• Job: Rewrite the entries below, changing every "instance" to "occurrence" and keeping all other text the same. Omit the pictures from your answer.

------------------------------------------------------------

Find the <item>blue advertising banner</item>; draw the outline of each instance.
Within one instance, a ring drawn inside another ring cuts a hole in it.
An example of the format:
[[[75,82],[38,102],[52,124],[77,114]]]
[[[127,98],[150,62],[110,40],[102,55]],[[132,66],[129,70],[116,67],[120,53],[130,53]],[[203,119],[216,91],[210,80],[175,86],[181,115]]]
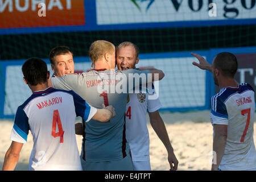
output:
[[[0,0],[0,35],[256,24],[256,0]]]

------------------------------------------------------------

• Result below:
Find the <item>blue advertising banner</item>; draw the outline of each occurrence.
Within one occurrence, a ring drawn inside another ring cuts a hole in it.
An example of the format:
[[[75,82],[38,102],[52,124],[77,114]]]
[[[127,98],[150,62],[110,40],[102,55]],[[132,66],[129,70],[116,67],[120,53],[130,53]],[[203,119],[216,91],[210,80],[175,86],[181,115]]]
output:
[[[0,0],[0,35],[256,24],[256,0]]]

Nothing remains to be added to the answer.